*TEXTABSCHNITT*:
# taz.de -- Die Wintersonnenwende Schab-e Yaldā: Die Nacht der Geburt
       
       > Heute, am kürzesten Tag des Jahres, feiern die Menschen in vielen Ländern
       > Schab-e Yaldā, die Wintersonnenwende. Es ist ein Fest der Hoffnung.
       
 (IMG) Bild: Yalda: ein Fest zur Wintersonnenwende mit Granatäpfeln, Melonen und getrocknetem Obst
       
       Heute erreicht die Sonne über der nördlichen Hemisphäre den niedrigsten
       Mittagsstand über dem Horizont – der Winter beginnt. Es ist [1][Schab-e
       Yaldā], wörtlich die „Nacht der Geburt“. Die Sonnenwende ist in Europa
       nicht weiter spektakulär, während die längste Nacht des Jahres für Kulturen
       mit [2][zoroastrischer Geschichte] zu den wichtigsten im Jahr gehören.
       Familien kommen an dem Tag zusammen und feiern die gesamte Nacht.

*VORLIEGENDE EINTRÄGE*:
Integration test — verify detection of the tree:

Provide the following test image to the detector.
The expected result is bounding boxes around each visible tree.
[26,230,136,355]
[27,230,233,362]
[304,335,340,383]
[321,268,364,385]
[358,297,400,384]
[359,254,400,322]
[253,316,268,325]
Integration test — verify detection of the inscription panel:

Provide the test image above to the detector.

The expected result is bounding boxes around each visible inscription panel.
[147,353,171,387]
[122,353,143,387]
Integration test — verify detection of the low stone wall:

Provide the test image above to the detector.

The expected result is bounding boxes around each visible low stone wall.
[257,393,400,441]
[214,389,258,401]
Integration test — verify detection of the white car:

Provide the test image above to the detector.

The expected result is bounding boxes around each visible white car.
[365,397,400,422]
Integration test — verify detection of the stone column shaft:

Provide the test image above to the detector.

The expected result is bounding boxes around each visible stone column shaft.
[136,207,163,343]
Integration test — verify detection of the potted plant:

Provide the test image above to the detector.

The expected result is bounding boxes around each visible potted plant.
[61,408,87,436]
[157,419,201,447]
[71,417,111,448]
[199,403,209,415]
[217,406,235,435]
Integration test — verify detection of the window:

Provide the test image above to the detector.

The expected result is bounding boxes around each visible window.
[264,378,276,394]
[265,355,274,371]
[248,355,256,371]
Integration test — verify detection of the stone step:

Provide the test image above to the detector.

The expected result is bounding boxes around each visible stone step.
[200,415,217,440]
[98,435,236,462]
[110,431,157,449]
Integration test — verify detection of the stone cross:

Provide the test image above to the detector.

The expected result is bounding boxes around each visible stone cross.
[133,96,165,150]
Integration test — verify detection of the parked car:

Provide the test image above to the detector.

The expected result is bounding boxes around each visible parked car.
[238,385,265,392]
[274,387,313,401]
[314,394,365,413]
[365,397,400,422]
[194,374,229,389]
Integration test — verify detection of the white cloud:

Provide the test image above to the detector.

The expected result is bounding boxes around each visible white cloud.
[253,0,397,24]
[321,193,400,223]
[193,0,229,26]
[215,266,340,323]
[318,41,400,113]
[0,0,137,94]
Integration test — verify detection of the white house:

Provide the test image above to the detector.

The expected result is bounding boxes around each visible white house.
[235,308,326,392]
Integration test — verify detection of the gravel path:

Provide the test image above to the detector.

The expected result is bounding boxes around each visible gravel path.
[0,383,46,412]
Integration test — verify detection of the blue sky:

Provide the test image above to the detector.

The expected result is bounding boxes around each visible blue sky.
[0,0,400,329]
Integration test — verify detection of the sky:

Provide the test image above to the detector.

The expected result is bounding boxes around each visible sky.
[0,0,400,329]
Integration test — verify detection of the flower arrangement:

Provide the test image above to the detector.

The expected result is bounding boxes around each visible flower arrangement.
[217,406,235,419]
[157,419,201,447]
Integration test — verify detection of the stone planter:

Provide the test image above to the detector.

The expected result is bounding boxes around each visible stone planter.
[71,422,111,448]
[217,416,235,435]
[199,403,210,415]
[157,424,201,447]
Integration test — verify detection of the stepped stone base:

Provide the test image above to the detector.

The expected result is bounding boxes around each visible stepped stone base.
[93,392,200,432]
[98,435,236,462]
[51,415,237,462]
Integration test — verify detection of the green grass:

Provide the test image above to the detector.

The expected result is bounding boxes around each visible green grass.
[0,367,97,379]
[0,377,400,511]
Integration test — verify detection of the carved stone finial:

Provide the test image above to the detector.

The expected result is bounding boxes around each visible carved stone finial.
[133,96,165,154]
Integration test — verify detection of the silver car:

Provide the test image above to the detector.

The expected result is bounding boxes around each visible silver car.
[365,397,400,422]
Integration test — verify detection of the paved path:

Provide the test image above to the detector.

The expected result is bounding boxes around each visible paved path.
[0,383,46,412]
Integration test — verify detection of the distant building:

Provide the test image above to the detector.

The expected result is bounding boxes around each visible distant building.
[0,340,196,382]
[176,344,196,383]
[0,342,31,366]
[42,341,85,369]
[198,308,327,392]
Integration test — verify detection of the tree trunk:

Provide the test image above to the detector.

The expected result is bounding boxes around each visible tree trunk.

*AUFGABE*:
Setze den Text über das Fest Schab-e Yaldā im Anschluss an seinen letzten Satz fort. Die Einträge stehen in keinem Zusammenhang mit dem Text.

*ANTWORT UNTEN*:
       Sowohl in Iran, Afghanistan als auch Tadschikistan und vielen anderen
       Ländern der Welt werden die ab morgen heller werdenden Tage als Sieg über
       die Dunkelheit gefeiert – ein Zeichen wieder steigender Hoffnung. Das
       Yaldā-Fest ist schon in der Zeit von 550 bis 330 Jahre v. Chr. belegt.
       
       Auf dem Tisch liegen Granatäpfel, Melonen, es brennen Kerzen oder ein
       Feuer. Getrocknetes Obst und Milchreis mit Safran wird an Nachbarn
       verschenkt. Ein Hafiz-Band, das Buch eines der bekanntesten Dichter Irans,
       liegt in der Mitte des Tisches. Die Farbe Rot symbolisiert das Leben und
       das Licht. Sie verkörpert Barmherzigkeit und den Glauben an eine bessere
       Zeit.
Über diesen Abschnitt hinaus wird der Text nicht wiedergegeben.